Provided data:
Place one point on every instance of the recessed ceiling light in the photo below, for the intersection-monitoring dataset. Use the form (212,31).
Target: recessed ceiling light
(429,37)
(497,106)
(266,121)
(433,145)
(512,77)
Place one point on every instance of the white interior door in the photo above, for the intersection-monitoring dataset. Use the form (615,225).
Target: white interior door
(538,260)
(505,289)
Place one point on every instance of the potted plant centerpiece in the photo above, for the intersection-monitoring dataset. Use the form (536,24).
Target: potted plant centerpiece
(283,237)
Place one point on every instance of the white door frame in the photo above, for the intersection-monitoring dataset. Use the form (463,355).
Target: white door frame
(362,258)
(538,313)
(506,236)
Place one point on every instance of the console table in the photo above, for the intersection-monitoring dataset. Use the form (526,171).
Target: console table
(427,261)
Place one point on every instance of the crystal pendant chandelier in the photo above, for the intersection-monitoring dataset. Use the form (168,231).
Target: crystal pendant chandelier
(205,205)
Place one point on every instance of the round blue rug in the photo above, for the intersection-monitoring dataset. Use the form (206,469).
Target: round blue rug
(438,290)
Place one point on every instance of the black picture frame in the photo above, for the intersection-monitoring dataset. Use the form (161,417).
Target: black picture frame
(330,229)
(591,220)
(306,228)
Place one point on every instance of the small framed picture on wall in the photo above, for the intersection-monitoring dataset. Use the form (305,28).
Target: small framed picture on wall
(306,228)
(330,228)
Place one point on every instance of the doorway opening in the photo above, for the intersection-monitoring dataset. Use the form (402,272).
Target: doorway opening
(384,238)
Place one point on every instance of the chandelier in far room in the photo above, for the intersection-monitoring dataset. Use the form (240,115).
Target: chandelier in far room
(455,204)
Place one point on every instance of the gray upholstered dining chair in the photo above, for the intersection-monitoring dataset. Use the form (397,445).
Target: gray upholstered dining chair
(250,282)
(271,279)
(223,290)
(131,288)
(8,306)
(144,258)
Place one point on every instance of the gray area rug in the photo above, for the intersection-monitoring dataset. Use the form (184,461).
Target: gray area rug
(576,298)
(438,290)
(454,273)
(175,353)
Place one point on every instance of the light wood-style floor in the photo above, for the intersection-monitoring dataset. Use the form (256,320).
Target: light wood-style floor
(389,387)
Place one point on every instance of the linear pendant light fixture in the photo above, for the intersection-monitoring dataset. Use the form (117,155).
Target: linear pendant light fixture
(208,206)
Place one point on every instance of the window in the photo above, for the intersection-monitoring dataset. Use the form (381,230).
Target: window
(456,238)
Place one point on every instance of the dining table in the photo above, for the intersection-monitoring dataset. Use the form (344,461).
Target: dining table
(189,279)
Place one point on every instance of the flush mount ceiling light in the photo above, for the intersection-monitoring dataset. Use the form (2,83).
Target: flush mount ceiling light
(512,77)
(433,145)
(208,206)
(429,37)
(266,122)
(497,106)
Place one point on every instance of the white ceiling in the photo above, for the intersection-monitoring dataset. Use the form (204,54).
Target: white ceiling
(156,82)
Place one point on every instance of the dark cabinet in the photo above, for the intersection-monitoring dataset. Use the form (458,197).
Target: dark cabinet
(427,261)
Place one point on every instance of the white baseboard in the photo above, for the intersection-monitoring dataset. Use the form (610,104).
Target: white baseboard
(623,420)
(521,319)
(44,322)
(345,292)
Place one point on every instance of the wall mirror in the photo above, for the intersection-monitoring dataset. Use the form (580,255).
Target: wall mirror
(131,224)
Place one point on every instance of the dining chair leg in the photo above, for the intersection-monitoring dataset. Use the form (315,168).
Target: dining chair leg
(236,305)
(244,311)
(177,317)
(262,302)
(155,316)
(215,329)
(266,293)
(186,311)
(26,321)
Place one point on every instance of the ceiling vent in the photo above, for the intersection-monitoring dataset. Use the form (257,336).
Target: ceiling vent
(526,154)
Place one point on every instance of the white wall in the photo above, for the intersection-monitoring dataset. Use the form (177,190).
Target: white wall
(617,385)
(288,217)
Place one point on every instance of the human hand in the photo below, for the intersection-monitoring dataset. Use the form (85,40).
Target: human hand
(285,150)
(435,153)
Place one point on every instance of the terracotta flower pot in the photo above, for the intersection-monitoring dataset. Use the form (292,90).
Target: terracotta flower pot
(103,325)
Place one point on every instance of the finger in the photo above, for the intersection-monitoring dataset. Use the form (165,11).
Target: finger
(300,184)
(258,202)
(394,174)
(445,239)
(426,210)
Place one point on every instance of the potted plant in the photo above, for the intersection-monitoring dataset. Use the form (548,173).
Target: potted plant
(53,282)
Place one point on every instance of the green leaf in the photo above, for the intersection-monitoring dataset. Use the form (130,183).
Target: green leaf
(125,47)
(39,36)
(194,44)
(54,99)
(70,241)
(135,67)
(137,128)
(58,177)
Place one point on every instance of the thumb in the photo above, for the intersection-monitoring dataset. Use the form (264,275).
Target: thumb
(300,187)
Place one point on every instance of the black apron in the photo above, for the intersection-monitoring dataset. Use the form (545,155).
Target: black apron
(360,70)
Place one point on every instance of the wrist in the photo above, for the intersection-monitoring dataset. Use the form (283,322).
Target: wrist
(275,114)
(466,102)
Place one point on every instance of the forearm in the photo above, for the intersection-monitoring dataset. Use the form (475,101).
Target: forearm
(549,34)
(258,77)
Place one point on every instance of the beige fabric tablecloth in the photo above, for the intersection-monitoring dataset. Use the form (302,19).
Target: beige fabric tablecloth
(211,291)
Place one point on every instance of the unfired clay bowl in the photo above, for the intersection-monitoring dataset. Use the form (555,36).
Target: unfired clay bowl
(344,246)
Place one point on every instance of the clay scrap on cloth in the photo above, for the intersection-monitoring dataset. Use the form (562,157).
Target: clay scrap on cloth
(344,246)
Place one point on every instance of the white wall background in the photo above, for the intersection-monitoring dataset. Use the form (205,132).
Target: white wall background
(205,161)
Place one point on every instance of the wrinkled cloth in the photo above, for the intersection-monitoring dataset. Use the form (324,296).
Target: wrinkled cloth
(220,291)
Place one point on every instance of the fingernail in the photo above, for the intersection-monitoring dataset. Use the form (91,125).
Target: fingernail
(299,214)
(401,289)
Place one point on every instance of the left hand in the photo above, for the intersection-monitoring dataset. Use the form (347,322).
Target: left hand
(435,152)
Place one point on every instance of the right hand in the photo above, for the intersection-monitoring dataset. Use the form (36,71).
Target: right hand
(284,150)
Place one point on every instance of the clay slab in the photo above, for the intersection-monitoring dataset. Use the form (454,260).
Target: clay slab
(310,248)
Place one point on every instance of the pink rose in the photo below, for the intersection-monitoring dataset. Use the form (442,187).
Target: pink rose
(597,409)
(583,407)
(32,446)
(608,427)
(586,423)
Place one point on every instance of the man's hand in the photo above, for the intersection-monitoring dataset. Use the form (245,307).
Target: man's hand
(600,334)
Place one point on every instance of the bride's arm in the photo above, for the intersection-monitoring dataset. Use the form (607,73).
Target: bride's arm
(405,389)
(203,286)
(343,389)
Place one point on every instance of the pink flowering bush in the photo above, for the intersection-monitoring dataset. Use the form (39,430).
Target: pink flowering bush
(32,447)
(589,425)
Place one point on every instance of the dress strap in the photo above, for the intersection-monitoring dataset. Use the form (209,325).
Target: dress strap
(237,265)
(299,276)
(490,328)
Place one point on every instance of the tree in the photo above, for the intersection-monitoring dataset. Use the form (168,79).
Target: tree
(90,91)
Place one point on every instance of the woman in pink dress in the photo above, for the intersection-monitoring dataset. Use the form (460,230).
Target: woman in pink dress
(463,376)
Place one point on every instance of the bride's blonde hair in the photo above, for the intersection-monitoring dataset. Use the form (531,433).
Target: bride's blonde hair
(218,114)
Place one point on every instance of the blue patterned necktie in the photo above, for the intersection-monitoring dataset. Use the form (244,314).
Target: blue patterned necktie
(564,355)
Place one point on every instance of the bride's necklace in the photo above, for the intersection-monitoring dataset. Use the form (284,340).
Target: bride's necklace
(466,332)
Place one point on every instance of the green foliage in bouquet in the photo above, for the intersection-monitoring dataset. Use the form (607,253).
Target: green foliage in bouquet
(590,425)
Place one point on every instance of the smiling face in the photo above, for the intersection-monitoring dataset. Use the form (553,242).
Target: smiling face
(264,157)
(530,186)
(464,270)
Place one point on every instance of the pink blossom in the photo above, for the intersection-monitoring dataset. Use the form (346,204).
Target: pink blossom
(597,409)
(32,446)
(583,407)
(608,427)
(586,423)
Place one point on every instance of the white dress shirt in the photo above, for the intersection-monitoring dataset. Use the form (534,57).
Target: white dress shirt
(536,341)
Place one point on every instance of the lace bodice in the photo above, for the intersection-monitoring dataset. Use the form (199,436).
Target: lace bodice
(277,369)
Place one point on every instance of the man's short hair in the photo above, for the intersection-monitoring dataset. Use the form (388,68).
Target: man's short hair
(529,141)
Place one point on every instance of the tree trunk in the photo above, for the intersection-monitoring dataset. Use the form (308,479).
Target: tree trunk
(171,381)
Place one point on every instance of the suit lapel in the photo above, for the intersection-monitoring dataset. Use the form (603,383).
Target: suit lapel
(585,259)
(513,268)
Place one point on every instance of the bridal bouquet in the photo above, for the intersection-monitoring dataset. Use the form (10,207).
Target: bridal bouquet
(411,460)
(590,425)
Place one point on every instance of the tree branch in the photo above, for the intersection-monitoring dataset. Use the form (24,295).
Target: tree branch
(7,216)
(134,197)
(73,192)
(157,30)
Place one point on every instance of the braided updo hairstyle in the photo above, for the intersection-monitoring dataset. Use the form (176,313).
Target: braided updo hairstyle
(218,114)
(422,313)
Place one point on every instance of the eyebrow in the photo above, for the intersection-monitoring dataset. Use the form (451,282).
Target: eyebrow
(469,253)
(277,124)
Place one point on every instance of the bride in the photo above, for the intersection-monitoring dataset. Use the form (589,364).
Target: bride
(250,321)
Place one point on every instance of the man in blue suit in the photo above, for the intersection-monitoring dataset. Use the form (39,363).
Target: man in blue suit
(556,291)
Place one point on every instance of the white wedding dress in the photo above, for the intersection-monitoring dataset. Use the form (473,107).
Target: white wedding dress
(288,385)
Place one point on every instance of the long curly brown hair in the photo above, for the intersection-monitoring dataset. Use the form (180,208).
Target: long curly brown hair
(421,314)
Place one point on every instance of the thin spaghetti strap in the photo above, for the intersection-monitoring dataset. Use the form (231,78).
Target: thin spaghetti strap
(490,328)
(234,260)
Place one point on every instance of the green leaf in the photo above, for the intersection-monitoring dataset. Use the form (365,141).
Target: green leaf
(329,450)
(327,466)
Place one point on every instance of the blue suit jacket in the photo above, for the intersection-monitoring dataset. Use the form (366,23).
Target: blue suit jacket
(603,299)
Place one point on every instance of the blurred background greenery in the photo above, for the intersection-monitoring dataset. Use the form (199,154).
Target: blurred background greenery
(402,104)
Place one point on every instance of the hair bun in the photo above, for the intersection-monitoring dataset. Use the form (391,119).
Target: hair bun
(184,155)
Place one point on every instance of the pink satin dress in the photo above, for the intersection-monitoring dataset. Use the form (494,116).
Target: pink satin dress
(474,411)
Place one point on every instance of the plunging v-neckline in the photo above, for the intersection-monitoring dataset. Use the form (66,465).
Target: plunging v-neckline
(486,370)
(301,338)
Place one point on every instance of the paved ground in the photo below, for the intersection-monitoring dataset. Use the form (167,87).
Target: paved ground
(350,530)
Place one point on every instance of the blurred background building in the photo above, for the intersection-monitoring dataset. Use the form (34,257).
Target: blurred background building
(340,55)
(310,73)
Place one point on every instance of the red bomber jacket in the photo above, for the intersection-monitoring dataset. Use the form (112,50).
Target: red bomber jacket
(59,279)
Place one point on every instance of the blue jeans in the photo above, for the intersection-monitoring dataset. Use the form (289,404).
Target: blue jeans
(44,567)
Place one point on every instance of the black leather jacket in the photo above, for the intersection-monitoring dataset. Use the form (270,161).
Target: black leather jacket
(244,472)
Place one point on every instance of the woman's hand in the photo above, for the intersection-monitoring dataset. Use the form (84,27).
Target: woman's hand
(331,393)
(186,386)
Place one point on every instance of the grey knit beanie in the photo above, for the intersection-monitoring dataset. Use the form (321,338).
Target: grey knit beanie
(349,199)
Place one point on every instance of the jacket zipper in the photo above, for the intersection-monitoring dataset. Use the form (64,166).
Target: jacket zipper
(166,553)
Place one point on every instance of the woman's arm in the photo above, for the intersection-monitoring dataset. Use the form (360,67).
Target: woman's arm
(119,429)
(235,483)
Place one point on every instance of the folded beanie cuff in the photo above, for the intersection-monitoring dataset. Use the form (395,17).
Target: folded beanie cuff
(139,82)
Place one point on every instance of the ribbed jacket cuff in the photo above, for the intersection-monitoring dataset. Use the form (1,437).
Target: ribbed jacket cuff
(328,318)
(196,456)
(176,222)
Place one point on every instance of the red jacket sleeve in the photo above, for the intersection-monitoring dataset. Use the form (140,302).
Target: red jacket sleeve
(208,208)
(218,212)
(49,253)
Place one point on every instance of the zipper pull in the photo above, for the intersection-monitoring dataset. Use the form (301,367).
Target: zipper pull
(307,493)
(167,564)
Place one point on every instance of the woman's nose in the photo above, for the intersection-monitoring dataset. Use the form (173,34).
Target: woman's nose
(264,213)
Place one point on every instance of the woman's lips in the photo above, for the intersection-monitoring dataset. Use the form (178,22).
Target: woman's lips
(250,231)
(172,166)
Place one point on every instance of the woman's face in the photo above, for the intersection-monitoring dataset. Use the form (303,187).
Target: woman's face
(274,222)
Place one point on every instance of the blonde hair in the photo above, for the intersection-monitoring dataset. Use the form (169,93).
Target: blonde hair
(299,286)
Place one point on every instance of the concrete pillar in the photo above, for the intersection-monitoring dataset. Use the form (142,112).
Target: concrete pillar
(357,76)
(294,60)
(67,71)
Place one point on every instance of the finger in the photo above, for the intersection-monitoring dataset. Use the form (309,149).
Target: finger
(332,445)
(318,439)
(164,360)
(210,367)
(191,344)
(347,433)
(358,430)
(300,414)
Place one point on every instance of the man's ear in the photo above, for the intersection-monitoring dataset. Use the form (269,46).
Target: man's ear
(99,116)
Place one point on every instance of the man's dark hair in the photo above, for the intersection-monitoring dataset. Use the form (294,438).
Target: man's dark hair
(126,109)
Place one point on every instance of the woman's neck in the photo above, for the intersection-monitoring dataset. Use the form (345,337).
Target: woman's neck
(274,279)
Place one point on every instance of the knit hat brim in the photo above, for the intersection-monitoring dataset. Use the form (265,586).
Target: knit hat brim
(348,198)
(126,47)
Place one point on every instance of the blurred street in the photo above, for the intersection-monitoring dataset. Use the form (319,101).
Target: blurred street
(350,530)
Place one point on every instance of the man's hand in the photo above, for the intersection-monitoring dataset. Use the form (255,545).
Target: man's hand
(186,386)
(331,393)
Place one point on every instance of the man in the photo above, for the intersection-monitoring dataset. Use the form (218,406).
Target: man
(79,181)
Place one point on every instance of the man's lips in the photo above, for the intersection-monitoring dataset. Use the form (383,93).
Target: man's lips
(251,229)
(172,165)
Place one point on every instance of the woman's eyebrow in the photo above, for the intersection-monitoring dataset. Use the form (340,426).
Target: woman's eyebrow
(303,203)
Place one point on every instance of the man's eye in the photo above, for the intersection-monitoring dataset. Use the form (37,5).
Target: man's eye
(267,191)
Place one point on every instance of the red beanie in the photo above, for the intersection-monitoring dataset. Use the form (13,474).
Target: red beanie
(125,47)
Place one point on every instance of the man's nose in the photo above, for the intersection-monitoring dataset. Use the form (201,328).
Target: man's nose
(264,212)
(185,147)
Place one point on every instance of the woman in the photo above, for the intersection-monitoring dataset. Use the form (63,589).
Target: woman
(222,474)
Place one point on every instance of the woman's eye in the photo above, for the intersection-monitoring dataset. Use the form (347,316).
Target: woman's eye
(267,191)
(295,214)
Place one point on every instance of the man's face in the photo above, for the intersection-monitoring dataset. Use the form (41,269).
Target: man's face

Short exercise:
Each line from the one with "Place one point on every instance of the man's dark" through the last line of the records must be written out word for word. Include nothing else.

Written answer:
Place one point on every instance of the man's dark hair in the photo above, for the intersection-monitoring dataset. Use the form (294,438).
Target: man's dark hair
(126,109)
Place one point on every instance of the woman's neck in the photo above, for the intersection-monitoring dataset. Use the form (345,337).
Target: woman's neck
(274,279)
Place one point on every instance of the knit hat brim in the photo above, for the intersection-monitoring dataset. Use the form (265,586).
Target: knit hat brim
(348,198)
(126,47)
Place one point on every instance of the blurred street in the photo above, for the intersection-monitoring dataset. Use the form (319,101).
Target: blurred street
(350,530)
Place one point on every instance of the man's hand in the photo above, for the intersection-monitoring dataset. Use the form (255,545).
Target: man's hand
(186,386)
(331,393)
Place one point on every instance of the man in the photo above, for the intersection-monitoring dataset. Use the form (218,406).
Target: man
(79,181)
Place one point on every instance of the man's lips in the photo above, for the intersection-monitoring dataset. Use the form (383,93).
Target: man's lips
(251,229)
(172,165)
Place one point on every instance of the woman's eyebrow in the photo above, for the intersection-monitoring dataset. Use the form (340,426).
Target: woman's eyebrow
(303,203)
Place one point on every instance of the man's eye in the photo above, for the intersection-monitoring dataset. Use the form (37,5).
Target: man's eye
(267,191)
Place one point on every instance of the red beanie in the photo above, for the intersection-monitoring dataset. Use the form (13,474).
Target: red beanie
(125,47)
Place one point on every instance of the man's nose in the photo above, for the intersection-monitoring dataset. Use the form (201,328).
Target: man's nose
(264,212)
(185,147)
Place one point on every instance of the woman in the photo above, for the intersection-monitoring dataset. Use the form (63,589).
Target: woman
(222,474)
Place one point on every instance of the woman's eye in the photo above, for the intersection-monitoring dataset. Use the form (347,316).
Target: woman's eye
(267,191)
(295,214)
Place one point on every instance of the man's face in the photo above, for the intersection-monitoring dataset. Use the form (41,269).
Target: man's face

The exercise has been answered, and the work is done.